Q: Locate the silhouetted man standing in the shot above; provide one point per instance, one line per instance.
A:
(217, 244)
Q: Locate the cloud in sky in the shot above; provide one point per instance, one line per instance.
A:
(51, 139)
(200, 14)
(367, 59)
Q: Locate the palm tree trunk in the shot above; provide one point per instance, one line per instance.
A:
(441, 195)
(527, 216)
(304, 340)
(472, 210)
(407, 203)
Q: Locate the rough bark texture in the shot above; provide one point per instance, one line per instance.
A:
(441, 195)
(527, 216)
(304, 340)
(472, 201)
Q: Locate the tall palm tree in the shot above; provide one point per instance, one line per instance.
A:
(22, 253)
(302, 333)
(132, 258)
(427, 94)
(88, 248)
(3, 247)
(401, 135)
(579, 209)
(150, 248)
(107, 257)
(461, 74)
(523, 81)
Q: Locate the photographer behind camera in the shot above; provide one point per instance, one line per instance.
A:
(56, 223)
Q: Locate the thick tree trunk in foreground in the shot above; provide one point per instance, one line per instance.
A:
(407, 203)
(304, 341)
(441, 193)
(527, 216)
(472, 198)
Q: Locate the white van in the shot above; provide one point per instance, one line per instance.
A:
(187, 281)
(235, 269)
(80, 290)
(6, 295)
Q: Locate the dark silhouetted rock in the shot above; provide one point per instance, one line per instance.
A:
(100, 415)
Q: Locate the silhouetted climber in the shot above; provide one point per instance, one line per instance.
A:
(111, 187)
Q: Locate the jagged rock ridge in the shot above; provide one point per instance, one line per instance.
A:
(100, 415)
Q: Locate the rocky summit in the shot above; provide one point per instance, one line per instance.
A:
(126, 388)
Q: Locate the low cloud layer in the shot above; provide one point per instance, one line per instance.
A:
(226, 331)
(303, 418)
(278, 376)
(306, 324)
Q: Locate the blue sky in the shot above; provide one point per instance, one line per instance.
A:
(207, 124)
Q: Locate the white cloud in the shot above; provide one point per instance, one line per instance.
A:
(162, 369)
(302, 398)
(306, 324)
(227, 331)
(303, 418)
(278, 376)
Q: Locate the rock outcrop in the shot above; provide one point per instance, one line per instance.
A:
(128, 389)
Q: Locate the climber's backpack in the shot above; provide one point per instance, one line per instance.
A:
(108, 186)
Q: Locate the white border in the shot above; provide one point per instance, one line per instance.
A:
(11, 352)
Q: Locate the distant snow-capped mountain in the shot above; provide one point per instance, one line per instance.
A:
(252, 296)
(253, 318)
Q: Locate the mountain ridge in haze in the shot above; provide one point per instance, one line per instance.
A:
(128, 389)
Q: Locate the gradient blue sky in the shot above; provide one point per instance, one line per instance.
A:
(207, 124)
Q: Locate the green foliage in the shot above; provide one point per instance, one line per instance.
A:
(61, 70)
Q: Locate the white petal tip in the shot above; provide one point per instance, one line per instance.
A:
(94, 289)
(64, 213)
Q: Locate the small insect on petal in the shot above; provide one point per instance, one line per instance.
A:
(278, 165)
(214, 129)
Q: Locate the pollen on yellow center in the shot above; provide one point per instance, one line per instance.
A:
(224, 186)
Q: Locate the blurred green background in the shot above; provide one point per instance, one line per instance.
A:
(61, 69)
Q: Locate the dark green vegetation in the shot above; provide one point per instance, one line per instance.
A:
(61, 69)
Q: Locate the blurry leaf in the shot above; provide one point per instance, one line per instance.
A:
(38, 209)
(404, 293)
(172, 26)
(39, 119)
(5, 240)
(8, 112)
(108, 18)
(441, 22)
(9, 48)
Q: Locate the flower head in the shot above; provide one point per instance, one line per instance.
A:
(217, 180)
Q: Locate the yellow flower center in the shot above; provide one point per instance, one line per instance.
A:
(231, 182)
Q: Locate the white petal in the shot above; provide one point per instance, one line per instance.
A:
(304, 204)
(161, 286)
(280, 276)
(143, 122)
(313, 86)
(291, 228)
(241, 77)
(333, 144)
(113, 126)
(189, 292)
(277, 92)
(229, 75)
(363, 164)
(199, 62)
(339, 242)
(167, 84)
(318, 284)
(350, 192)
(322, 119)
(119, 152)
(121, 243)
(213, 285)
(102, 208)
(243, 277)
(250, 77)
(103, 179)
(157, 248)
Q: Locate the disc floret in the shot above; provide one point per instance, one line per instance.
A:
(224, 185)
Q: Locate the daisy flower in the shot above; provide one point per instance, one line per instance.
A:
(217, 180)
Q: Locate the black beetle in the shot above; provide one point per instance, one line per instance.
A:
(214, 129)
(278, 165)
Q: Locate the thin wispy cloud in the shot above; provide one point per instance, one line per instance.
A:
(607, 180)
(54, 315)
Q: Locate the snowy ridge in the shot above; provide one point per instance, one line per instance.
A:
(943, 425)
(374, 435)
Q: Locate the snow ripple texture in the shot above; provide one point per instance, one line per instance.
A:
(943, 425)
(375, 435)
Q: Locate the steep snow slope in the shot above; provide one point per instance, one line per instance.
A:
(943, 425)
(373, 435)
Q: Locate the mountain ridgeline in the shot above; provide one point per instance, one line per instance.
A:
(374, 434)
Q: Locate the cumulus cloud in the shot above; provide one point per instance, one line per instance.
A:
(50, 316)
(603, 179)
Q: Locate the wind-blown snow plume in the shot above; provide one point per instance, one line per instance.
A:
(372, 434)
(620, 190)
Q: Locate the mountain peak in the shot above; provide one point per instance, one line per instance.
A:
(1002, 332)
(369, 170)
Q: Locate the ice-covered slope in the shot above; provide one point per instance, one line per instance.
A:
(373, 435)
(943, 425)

_WORK REQUIRED_. Retype each entry exactly, leaving none of them out.

_TASK SOLUTION_.
Q: Locate the silhouetted man standing in the shot above; provide one point per instance, one line per instance.
A:
(217, 244)
Q: Locate the cloud in sky in the shot above; provide one point per instance, one line per instance.
A:
(51, 139)
(200, 14)
(367, 59)
Q: Locate the palm tree trunk in the shot above; provide one point per instance, one line per instance.
A:
(441, 195)
(527, 216)
(304, 340)
(472, 210)
(407, 203)
Q: Locate the rough bark texture in the shot above; provide one point per instance, one line per instance.
A:
(441, 195)
(527, 216)
(304, 340)
(472, 201)
Q: Locate the tall palm tree in the shot above; provide one point per instance, one line per instance.
A:
(22, 253)
(302, 333)
(132, 258)
(427, 94)
(88, 248)
(3, 247)
(401, 135)
(579, 209)
(150, 248)
(107, 257)
(461, 74)
(523, 81)
Q: Locate the photographer behind camera in the shot above; provide one point per instance, one line per instance.
A:
(56, 223)
Q: Locate the thick tree trunk in foreground in the shot above; provide one point per instance, one line per instance.
A:
(407, 203)
(304, 341)
(441, 193)
(527, 216)
(472, 198)
Q: Locate the white van in the shot above; provide one point per instance, one line per instance.
A:
(187, 281)
(235, 269)
(80, 290)
(6, 295)
Q: Locate the dark silhouetted rock in the shot above; provide one point per instance, one line per instance.
A:
(100, 415)
Q: Locate the silhouetted climber in the shot above; provide one point per instance, one line per instance.
A:
(111, 187)
Q: Locate the jagged rock ridge in the shot above; provide one point per instance, one line per instance.
A:
(100, 415)
Q: Locate the rocky summit in the shot above; provide one point per instance, one line per instance.
A:
(126, 388)
Q: Locate the low cloud layer in the shot above; provide one point per instance, one line per instance.
A:
(226, 331)
(303, 418)
(278, 376)
(306, 324)
Q: Locate the blue sky in the shot above; provide one point per instance, one line per instance.
A:
(207, 124)
Q: Locate the white cloud in the shot above; provide one point per instance, one line per instance.
A:
(162, 369)
(302, 398)
(306, 324)
(227, 331)
(303, 418)
(278, 376)
Q: Locate the rock outcrop in the shot above; provide one point per instance, one line per instance.
A:
(128, 389)
Q: Locate the climber's backpack in the shot above; provide one point per instance, one line per instance.
A:
(108, 186)
Q: Locate the white border in the shot above; provide one point per instance, one line per instance.
A:
(11, 352)
Q: Locate the distant snow-capped mountain in the shot above; provide one point per instance, one line per instance.
A:
(252, 296)
(253, 318)
Q: Locate the mountain ridge in haze in the shot above; provide one point per instance, one line per instance.
A:
(128, 389)
Q: Locate the gradient blue sky in the shot above; provide one point per instance, one line per instance.
A:
(207, 124)
Q: Locate the green foliage in the shot above; provide one point per instance, one line per instance.
A:
(61, 70)
Q: Locate the white petal tip in the shot above; provide one point per instance, one line per instance.
A:
(94, 289)
(64, 213)
Q: Locate the small insect on petal in the shot above; provide one point per instance, one line per instance.
A:
(278, 165)
(214, 129)
Q: Locate the pollen on yellow center in the shot above; provide one point per instance, one line per instance.
A:
(224, 186)
Q: Locate the blurred green background in the shot above; provide one point per instance, one line per instance.
A:
(61, 69)
Q: Locate the dark green vegetation in the shot above; provide one point per instance, one line per instance.
A:
(61, 69)
Q: Locate the blurry leaf in the shot above; provide one point per instance, one line per instance.
A:
(38, 209)
(404, 293)
(172, 26)
(39, 119)
(5, 240)
(8, 112)
(108, 18)
(441, 22)
(9, 48)
Q: Locate the flower head in the shot above; provide one point per instance, one line per instance.
A:
(217, 180)
Q: Locate the yellow flower center in the shot above; provide one point per instance, one line per instance.
A:
(231, 182)
Q: Locate the white petal in the shot above; provide one point per instance, one line per instance.
A:
(304, 204)
(161, 286)
(280, 276)
(143, 122)
(313, 86)
(291, 228)
(241, 77)
(333, 144)
(113, 126)
(189, 292)
(277, 92)
(229, 75)
(363, 164)
(199, 62)
(339, 242)
(167, 84)
(318, 284)
(350, 192)
(322, 119)
(119, 152)
(121, 243)
(213, 285)
(102, 208)
(243, 277)
(250, 77)
(103, 179)
(157, 248)
Q: Locate the disc floret in the shot above; provide one point per instance, one line per instance.
A:
(224, 185)
Q: Locate the daisy flower in the shot above; provide one point per instance, one line per instance.
A:
(217, 180)
Q: Locate the black beetle in the shot above; provide one point per instance, one line per instance.
A:
(214, 129)
(278, 165)
Q: Locate the thin wispy cloud in the shot above; provide one point per instance, one line per instance.
A:
(607, 180)
(54, 315)
Q: Locate the snowy ridge in the shot above; provide one point per instance, one line per instance.
A:
(943, 425)
(374, 435)
Q: Locate the snow ripple texture in the shot above; provide one point per instance, one line per instance.
A:
(943, 425)
(375, 435)
Q: Locate the steep snow slope in the shot above; provide one point per instance, one line per instance.
A:
(943, 425)
(373, 435)
Q: Locate the mountain ridgeline in the shot above; provide one point per instance, one line per instance.
A:
(374, 434)
Q: Locate the cumulus cloud in the shot above; provide one point per instance, one line per instance.
A:
(50, 316)
(603, 179)
Q: Locate the wind-blown snow plume in the shot above; provide one point per instance, one line per instance.
A:
(372, 434)
(620, 190)
Q: Locate the mountain peak in the shot above; provide one point per instance, one line per instance.
A:
(1002, 332)
(369, 170)
Q: Locate the ice-covered slope in the shot above; provide one point per instance, one line per instance.
A:
(373, 435)
(943, 425)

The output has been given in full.